▶ EXTRACT:
It started with a belch and ended with a bite. But it was the kick in between that made UFC 1, celebrating its 25th birthday Monday, truly memorable.

It came out of nowhere, a visceral shock to the system, violence in a moment we'd been trained to expect anything but—when a man was down on his knees. Remember those quaint old days when attacking someone on the ground was as uncouth an act as you could imagine? Few do, but it's part of UFC's lasting legacy, one that began in the first 30 seconds of its first televised fight.

If you've seen it, it's probably seared into your memory. If not, it happened like this. Former sumo wrestler Teila Tuli had lost his balance against Dutch karate star Gerard Gordeau, and they both slammed into the wall of the Octagon. As Tuli attempted to right himself, the kick from Gordeau was already coming, a right roundhouse right to the kisser, launching both Tuli's tooth into the crowd and a martial arts revolution.

Before the bout, no one was really sure what to expect. Many, including participants like future UFC Hall of Famer Ken Shamrock, were waiting for the big reveal, that predictable moment when one of the organizers would finally smarten them up, confessing that this was just another pro wrestling promotion trying to put one over on a gullible public.

No one, Shamrock thought, would be crazy enough to air what was essentially an honest-to-goodness street fight on live television. Scott Bessac, a student of Shamrock's, had brought him an advertisement for the event in Black Belt magazine and had even called matchmaker Art Davie thinking it would be right up Ken's alley.

When he brought it to his mentor, Shamrock just laughed.

"I was like, 'Dude, this is wrestling,'" Shamrock says. "'This is not real. It's fake.' He goes, 'No, no. I talked to them. It's anything. Anything goes.' And I was like, 'Scott, it's wrestling.' Just to prove him wrong, I said I'd check it out. Really, come on? That's not happening. Street fight, you get arrested for it, that ain't happening, so in my mind there's no chance."

Shamrock was a skeptic right up until the moment Tuli's tooth went flying through the air, almost hitting color commentator Kathy Long dead in the face. For a moment there was silence in the bowels of the arena as the next men up processed what had just happened. The energy was electric.

"The locker room went silent," Shamrock remembers. "It was literally something that you only see in movies or you see on the street. It was only quiet for one or two seconds, but it felt longer than that. Then people realized what had just happened and just went nuts. I'm jacked up now, like this is real. I'm smiling. I get to fight one guy, no gun, no knife, no weapons, one person. Like this is a dream. I fight on the street just for my pride, and now I'm gonna get paid to do it."

Sitting cageside, David Isaacs, the first UFC president, recalls taking a deep breath and smiling for a very different reason. There were still six fights to go and plenty of potential problems to come. But his most immediate and pressing concern had vanished like Tuli's teeth.

"Our biggest concern, besides fighter safety, was whether the Octagon would hold up," Isaacs said. "When the big sumo wrestler ran into it, we all held our breath. We believed that it would hold up, but we weren't 100 percent sure. That was the thing we got out of that first fight. 'Oh my God, the Octagon is still standing. We're still doing the show.'"

▶ SUPPLIED INFORMATION:
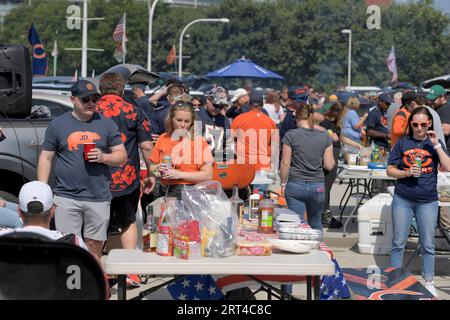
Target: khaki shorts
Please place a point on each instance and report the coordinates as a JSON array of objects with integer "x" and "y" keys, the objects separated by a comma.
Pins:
[{"x": 73, "y": 216}]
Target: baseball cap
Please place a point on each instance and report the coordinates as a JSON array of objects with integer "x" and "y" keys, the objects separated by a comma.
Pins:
[
  {"x": 299, "y": 93},
  {"x": 238, "y": 93},
  {"x": 333, "y": 98},
  {"x": 83, "y": 89},
  {"x": 35, "y": 197},
  {"x": 384, "y": 97},
  {"x": 139, "y": 86},
  {"x": 218, "y": 96},
  {"x": 435, "y": 92},
  {"x": 256, "y": 98},
  {"x": 408, "y": 96}
]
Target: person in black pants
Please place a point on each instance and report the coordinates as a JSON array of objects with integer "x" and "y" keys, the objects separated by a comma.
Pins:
[{"x": 331, "y": 123}]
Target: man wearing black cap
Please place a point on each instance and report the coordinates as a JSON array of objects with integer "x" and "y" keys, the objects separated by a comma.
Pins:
[
  {"x": 85, "y": 144},
  {"x": 377, "y": 121},
  {"x": 256, "y": 134},
  {"x": 173, "y": 91},
  {"x": 125, "y": 180},
  {"x": 215, "y": 125},
  {"x": 142, "y": 100}
]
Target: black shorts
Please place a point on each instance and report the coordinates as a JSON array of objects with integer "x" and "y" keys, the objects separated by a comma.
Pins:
[{"x": 123, "y": 210}]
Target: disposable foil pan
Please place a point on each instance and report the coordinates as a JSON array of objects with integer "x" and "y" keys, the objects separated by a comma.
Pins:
[
  {"x": 313, "y": 244},
  {"x": 302, "y": 233}
]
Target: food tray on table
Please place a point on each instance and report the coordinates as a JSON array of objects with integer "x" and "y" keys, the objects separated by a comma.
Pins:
[{"x": 302, "y": 233}]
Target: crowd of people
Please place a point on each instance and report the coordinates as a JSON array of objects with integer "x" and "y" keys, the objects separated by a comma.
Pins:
[{"x": 297, "y": 133}]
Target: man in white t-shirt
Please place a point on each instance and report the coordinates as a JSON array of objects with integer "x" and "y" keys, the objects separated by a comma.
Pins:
[{"x": 36, "y": 209}]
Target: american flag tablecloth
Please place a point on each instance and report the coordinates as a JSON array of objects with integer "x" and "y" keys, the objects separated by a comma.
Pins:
[{"x": 212, "y": 287}]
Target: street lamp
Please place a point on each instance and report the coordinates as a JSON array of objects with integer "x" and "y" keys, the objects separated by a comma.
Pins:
[
  {"x": 349, "y": 77},
  {"x": 180, "y": 57},
  {"x": 151, "y": 10}
]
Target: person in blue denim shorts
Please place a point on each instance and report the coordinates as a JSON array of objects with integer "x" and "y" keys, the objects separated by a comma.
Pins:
[
  {"x": 305, "y": 153},
  {"x": 414, "y": 163}
]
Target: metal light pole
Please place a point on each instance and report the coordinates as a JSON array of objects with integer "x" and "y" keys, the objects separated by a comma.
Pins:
[
  {"x": 349, "y": 76},
  {"x": 180, "y": 57},
  {"x": 151, "y": 10},
  {"x": 84, "y": 42},
  {"x": 84, "y": 48}
]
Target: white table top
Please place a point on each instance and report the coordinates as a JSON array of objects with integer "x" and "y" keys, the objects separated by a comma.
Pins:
[
  {"x": 374, "y": 174},
  {"x": 391, "y": 191},
  {"x": 126, "y": 261}
]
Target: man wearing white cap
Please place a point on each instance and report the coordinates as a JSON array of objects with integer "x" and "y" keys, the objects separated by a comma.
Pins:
[{"x": 36, "y": 209}]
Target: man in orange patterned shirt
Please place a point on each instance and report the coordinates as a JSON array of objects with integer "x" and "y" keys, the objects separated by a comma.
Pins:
[{"x": 125, "y": 180}]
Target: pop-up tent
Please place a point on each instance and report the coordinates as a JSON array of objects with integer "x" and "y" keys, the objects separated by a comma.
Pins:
[{"x": 243, "y": 68}]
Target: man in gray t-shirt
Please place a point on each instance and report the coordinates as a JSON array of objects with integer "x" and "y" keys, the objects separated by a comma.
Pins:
[{"x": 82, "y": 193}]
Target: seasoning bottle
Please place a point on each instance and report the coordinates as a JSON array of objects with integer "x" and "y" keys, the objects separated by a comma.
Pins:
[
  {"x": 237, "y": 204},
  {"x": 164, "y": 244},
  {"x": 266, "y": 209},
  {"x": 253, "y": 209}
]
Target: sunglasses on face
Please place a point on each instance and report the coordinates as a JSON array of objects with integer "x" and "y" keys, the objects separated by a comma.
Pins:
[
  {"x": 93, "y": 99},
  {"x": 423, "y": 124}
]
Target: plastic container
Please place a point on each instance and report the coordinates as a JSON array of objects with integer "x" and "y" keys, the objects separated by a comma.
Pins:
[
  {"x": 237, "y": 204},
  {"x": 265, "y": 221},
  {"x": 375, "y": 225}
]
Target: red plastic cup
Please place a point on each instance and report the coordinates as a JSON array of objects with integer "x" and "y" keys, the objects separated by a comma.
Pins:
[{"x": 87, "y": 148}]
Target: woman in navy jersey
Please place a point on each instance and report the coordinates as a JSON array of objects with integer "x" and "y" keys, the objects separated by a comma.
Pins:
[{"x": 414, "y": 163}]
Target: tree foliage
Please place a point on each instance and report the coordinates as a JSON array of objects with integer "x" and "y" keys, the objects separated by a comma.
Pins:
[{"x": 300, "y": 40}]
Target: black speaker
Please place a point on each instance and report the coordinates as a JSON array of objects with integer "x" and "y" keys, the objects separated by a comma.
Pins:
[{"x": 15, "y": 81}]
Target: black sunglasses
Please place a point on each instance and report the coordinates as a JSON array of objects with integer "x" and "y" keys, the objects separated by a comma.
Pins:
[{"x": 93, "y": 99}]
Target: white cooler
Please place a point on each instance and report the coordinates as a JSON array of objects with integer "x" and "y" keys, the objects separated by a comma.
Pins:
[{"x": 375, "y": 225}]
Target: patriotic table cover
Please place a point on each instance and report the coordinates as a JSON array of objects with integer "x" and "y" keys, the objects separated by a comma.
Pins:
[{"x": 211, "y": 287}]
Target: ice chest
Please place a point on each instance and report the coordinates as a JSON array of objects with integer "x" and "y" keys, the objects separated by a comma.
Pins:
[{"x": 375, "y": 225}]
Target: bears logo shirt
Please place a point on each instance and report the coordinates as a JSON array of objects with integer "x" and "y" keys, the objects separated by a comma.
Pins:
[
  {"x": 76, "y": 178},
  {"x": 423, "y": 188}
]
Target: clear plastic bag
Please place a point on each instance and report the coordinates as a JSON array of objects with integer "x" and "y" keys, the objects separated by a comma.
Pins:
[{"x": 218, "y": 222}]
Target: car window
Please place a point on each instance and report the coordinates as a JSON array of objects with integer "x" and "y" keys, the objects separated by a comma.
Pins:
[{"x": 56, "y": 109}]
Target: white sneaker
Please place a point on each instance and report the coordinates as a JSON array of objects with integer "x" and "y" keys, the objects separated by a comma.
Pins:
[{"x": 429, "y": 285}]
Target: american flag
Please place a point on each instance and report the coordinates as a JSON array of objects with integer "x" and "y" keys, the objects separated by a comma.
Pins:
[
  {"x": 197, "y": 287},
  {"x": 120, "y": 37},
  {"x": 392, "y": 65},
  {"x": 332, "y": 287}
]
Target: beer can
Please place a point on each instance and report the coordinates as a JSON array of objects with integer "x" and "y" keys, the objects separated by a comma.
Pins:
[
  {"x": 167, "y": 161},
  {"x": 418, "y": 162}
]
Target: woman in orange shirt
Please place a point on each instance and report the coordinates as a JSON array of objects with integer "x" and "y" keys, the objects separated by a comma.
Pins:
[{"x": 191, "y": 158}]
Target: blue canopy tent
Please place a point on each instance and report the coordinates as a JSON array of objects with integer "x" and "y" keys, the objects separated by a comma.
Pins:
[{"x": 243, "y": 68}]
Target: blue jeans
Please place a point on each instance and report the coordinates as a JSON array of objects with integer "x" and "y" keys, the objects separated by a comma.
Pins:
[
  {"x": 9, "y": 217},
  {"x": 426, "y": 215},
  {"x": 301, "y": 195}
]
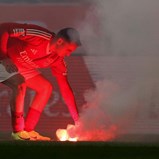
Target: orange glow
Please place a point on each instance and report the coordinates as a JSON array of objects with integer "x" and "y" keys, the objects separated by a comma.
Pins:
[{"x": 63, "y": 135}]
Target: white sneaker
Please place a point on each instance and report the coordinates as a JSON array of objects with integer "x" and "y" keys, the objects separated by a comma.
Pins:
[
  {"x": 36, "y": 136},
  {"x": 21, "y": 135}
]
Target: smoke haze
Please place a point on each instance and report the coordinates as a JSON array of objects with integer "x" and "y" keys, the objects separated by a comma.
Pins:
[{"x": 126, "y": 30}]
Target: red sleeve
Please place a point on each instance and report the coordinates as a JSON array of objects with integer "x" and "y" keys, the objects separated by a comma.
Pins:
[{"x": 25, "y": 32}]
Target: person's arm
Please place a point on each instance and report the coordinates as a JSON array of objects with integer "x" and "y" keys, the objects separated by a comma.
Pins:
[
  {"x": 68, "y": 96},
  {"x": 4, "y": 59}
]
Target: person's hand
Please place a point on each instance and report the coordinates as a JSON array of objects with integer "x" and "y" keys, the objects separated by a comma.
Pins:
[{"x": 9, "y": 65}]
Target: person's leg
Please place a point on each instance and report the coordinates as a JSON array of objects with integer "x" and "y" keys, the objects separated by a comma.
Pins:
[
  {"x": 17, "y": 84},
  {"x": 43, "y": 90}
]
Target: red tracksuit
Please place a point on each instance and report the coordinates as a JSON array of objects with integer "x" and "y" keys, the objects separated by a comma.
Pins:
[{"x": 28, "y": 47}]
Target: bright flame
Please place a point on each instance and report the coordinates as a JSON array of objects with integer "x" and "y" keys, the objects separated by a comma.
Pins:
[{"x": 64, "y": 134}]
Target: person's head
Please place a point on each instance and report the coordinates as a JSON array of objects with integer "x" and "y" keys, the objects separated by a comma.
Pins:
[{"x": 66, "y": 41}]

▶ WHAT THE TASK ASKS: Resume the UFC 1 anniversary article after its last sentence and write what follows.

▶ THE RESULT:
In the television production truck right outside McNichols Sports Arena in Denver, Semaphore Entertainment Group (SEG) executive Campbell McLaren, now running the burgeoning MMA promotion Combate Americas, was suddenly facing a different concern. Yes, it was a sport-defining visual jolt. And sure, the show would go on with an intact Octagon—but for how long?

"There are 11 cameras and you're watching everything," McLaren said. "However, there was only so much to see when the first fight lasts like 30 seconds or something. I remember thinking, 'We've got a three-hour block to fill, but this might be a four-minute show.'"

McLaren's fears were not entirely unwarranted. When the dust settled, the entire show featured just 13 minutes and 25 seconds of actual cage time. Ultimately, it didn't matter. What they presented was so incredible, no one walked away that night angry that the show ran so short. Instead, the martial arts world was left wanting more. Almost 90,000 people bought the event on pay-per-view, tripling internal expectations. Buys continued to grow steadily as new fans were exposed to the sport at video rental places like Blockbuster, where UFC executives say the no-holds-barred events were a surprise hit.

"We had grabbed the tiger by the tail," Davie told Bleacher Report. "It was like a dream. We knew it would be a big hit."


A few months before the first UFC event, Isaacs found himself at his desk surrounded by a growing crowd. On the television they were all watching two Brazilian men fight it out on the beach in Rio de Janeiro, a buzz in the air. McLaren had intercepted a VHS tape called Gracies in Action on its way to obscurity, and the whole office was quickly obsessed with it.

"Was it really safe? Was it a sport?" Isaacs said. "We're watching this tape with Rorion Gracie narrating, saying things like, 'This man has insulted the Gracie family,' and then some scrawny Gracie brother or one of the uncles beating the crap out of him. It was really compelling, and our gut instinct was: 'Holy crap, this is really interesting stuff. How do we do it?'"

Former UFC President David Isaacs Jeff Bottari/Zuffa LLC/Getty Images

A Harvard-trained lawyer who was in the same class as future President Barack Obama, Isaacs was carving out a profoundly weird niche in an unusual business—pay-per-view entertainment. At the time, he says, the pay-per-view pie chart could be roughly divided into three distinct slices: "movies, porn and Mike Tyson."

A tiny sliver, almost too small to see, was where SEG fit in, running concerts for groups like New Kids on the Block and kids' specials from the people behind Thomas the Tank Engine. But with the success of both boxing and professional wrestling, they knew the future was in fighting, whether real or simulated.

"It wasn't by chance that we got into this particular type of thing," Isaacs said. "AAA wrestling from Mexico, karate tournaments ... we were actively looking to get into some sort of combat sport. We didn't know what that would be, and until we met Art [Davie] and Rorion, we probably wouldn't have done something exactly like UFC. But we would have done something in combat sports. Because that was where all the money was."

SEG was a last-ditch, Hail Mary pass from the team behind the infamous Gracies in Action tapes. Davie, an ad executive, had read about Rorion in a 1989 issue of Playboy magazine and saw potential in the family's struggle over the years to prove their martial superiority.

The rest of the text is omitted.